- Belge alıntısı:
........

Muhlisiniz: Hasan Tahsîn Receb /Bokstonlar Cârihi” [5]

Ali Fethi [Okyar] Bey’in Sofya Büyükelçimiz olduğu dönemde (13 Ekim 1913 – 21 Aralık 1917), 1914 yılında tanıdığı, arkadaş olduğu gazeteci Gospodin İstançef’e, İzmir’den seslenirken Hasan Tahsin’in, 1918 yılında, Türkiye – Bulgaristan ilişkileri[6] üstüne yaptığı değerlendirmelerde, bir siyasetçinin, bir istihbaratçının yorumlarını, çözümlemelerini görürüz.

........

- Yapılacak işler:
A – Belge alıntısına göre Ali Fethi Bey hangi tarihler arasında Sofya Büyükelçisiydi?
B – Lütfen belge alıntısını "Ali Fethi [Okyar]" ifadesinden "yorumlarını, çözümlemelerini görürüz." ifadesine kadar yeniden yazın ve "gazeteci" yerine "muhabir" kullanın.

- Kaynak malzeme:
........

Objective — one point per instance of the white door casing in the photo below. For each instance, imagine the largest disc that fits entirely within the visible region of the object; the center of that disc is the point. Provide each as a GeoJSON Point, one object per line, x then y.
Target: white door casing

........

- Alıştırma cevapları:
A – 13 Ekim 1913 ile 21 Aralık 1917 arasında.

B –
Ali Fethi [Okyar] Bey’in Sofya Büyükelçimiz olduğu dönemde (13 Ekim 1913 – 21 Aralık 1917), 1914 yılında tanıdığı, arkadaş olduğu muhabir Gospodin İstançef’e, İzmir’den seslenirken Hasan Tahsin’in, 1918 yılında, Türkiye – Bulgaristan ilişkileri[6] üstüne yaptığı değerlendirmelerde, bir siyasetçinin, bir istihbaratçının yorumlarını, çözümlemelerini görürüz.